- _What to do_
Which lines run from the one containing "Note: annotate every instance of the conductor's" to the end of the entries? Quote them exactly, and nothing else.

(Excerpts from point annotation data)
┄┄┄┄┄┄┄┄┄┄┄┄┄┄┄┄┄┄┄┄
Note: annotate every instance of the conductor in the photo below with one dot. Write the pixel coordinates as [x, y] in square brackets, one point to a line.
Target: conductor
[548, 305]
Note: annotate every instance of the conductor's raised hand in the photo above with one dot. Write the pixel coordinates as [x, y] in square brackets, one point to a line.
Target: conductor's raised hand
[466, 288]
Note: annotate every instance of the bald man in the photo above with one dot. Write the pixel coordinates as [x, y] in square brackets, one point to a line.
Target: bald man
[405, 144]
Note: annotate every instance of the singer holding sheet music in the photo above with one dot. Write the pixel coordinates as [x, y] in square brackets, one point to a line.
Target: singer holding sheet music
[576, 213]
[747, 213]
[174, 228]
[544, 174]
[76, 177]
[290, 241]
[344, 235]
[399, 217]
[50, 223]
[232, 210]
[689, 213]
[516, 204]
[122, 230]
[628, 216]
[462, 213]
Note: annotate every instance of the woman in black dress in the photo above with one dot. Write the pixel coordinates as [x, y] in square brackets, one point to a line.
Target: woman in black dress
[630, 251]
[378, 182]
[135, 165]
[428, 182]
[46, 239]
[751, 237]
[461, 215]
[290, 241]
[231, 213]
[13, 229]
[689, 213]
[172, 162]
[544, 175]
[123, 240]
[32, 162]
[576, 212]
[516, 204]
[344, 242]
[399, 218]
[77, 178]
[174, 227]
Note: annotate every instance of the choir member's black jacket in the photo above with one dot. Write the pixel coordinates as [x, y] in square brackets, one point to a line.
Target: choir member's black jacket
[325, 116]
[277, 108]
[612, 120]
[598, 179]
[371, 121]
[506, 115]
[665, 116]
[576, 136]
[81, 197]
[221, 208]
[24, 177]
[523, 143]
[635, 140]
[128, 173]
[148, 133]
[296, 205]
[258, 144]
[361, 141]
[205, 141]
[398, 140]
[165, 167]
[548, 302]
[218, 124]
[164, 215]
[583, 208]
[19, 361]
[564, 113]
┄┄┄┄┄┄┄┄┄┄┄┄┄┄┄┄┄┄┄┄
- _Written solution_
Note: annotate every instance of the conductor's raised hand in the photo above with one dot. Write the pixel coordinates as [x, y] in square brackets, one point to a line.
Target: conductor's raised hand
[466, 288]
Note: annotate every instance of the bald man in the photo above with one dot. Write the pixel coordinates as [x, y] in square brackets, one point to a line.
Target: bald man
[405, 144]
Note: annotate every instance of the singer holding sheet music in the photo above with one dot. Write the pixel coordinates as [x, y] in square brackets, one point to a line.
Target: singer holding sheet music
[576, 213]
[747, 213]
[174, 228]
[544, 174]
[76, 177]
[290, 241]
[344, 235]
[399, 217]
[50, 223]
[232, 210]
[689, 213]
[516, 204]
[122, 230]
[628, 216]
[462, 213]
Note: annotate every instance of the woman in black dress in the photo above with one dot. Write the pixel coordinates as [x, y] in square brackets, one point to a line.
Target: woman in black dress
[630, 251]
[378, 182]
[135, 165]
[428, 182]
[46, 239]
[751, 237]
[461, 215]
[290, 241]
[231, 213]
[13, 229]
[689, 213]
[172, 162]
[544, 175]
[123, 240]
[32, 162]
[576, 212]
[516, 204]
[344, 242]
[399, 218]
[77, 178]
[174, 227]
Note: annotate every instance of the choir member's black jacket in the photo above with one dot. Write the pixel coordinates as [x, y] in square brackets, one point to a line.
Target: choir member's black jacket
[325, 116]
[277, 108]
[612, 120]
[598, 179]
[371, 121]
[506, 115]
[665, 116]
[576, 136]
[81, 197]
[221, 208]
[24, 177]
[523, 143]
[635, 140]
[128, 173]
[148, 133]
[296, 205]
[258, 144]
[361, 141]
[205, 141]
[398, 140]
[165, 167]
[548, 302]
[218, 124]
[164, 215]
[583, 208]
[19, 361]
[564, 113]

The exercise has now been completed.